4. Loss of sense of smell/diminishment of certain taste functions. While the loss of smell is unsettling, it is the taste thing that pisses me off because I like food. Not all tastes are affected though. I can still taste chocolate. I'm not quite sure what I can't taste because it is hard to know when something doesn't exist, you know? Regardless, it is nothing that can't be overcome by adding more hot sauce and it makes me wonder what post-COVID cuisine is going to be like with hopped-up flavors to overcompensate for people's damaged sense of taste.
5. COVID-head aka "brain fog". This is a weird one, and I haven't fully thought through the hows and whys of it. COVID makes you kind of stupid. Not "dumb" in that you can't understand and ponder deep subjects...this doesn't lower your IQ in any way. What it does is interfere with your ability to work out the operation of your body. For instance, a week or so ago, I set out to make myself a peanut butter and jelly sandwich for lunch. It took about 4 or 5 trips to the pantry to get things, put things back, figure out what order to assemble the sandwich in, etc. Yesterday I was heading upstairs after work and wanted to bring the mail, my empty switchel glass, and a little bucket I bring the day's egg in with upstairs all in one trip and shut the shop lights out in the process. The mail was laying on the stairs. The glass in my left hand, the bucket in my right. It probably took me 5 minutes of standing there picking things up and putting them down again to work out that I could put the stack of mail under the arm that held the glass, put the bucket down on the stairs, flick the light switches with my right hand and simply pick the bucket back up before going upstairs. It is kind of funny, but really frustration and it is getting old.

● ● ● ●

### CHECK YOUR UNDERSTANDING
a. In the COVID symptoms text, what taste can the writer still detect?
b. Reproduce the COVID symptoms text word for word, from "4. Loss of sense" up to and including "sense of taste.".

### INPUT DATA
● ● ● ●

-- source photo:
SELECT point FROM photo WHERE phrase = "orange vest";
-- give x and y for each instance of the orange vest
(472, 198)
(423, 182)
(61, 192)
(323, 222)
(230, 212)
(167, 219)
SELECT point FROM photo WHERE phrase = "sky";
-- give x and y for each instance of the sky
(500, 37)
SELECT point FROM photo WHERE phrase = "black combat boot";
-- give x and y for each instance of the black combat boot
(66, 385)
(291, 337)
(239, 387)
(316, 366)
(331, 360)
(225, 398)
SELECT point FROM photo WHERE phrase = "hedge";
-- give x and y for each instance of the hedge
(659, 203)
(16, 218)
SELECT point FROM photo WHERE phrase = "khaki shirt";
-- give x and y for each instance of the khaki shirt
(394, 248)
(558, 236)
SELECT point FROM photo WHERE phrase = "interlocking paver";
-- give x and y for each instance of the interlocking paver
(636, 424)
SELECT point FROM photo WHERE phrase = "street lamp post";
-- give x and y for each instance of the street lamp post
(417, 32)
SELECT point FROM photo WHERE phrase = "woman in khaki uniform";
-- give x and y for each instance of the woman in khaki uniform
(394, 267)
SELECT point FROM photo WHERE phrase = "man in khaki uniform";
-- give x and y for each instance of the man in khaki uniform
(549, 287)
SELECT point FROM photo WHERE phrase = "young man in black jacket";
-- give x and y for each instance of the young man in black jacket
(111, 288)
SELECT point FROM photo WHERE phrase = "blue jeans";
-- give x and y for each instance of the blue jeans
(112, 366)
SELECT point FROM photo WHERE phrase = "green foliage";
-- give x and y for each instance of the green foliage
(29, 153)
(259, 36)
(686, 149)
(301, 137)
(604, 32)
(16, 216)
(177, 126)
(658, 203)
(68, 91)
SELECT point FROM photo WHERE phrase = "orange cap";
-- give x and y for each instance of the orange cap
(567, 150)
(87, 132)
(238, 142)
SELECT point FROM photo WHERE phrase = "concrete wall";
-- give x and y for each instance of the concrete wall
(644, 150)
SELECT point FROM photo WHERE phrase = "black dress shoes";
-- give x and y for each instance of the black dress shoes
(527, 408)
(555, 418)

● ● ● ●

### ANSWERS BY TASK
a. Chocolate.

b.
4. Loss of sense of smell/diminishment of certain taste functions. While the loss of smell is unsettling, it is the taste thing that pisses me off because I like food. Not all tastes are affected though. I can still taste chocolate. I'm not quite sure what I can't taste because it is hard to know when something doesn't exist, you know? Regardless, it is nothing that can't be overcome by adding more hot sauce and it makes me wonder what post-COVID cuisine is going to be like with hopped-up flavors to overcompensate for people's damaged sense of taste.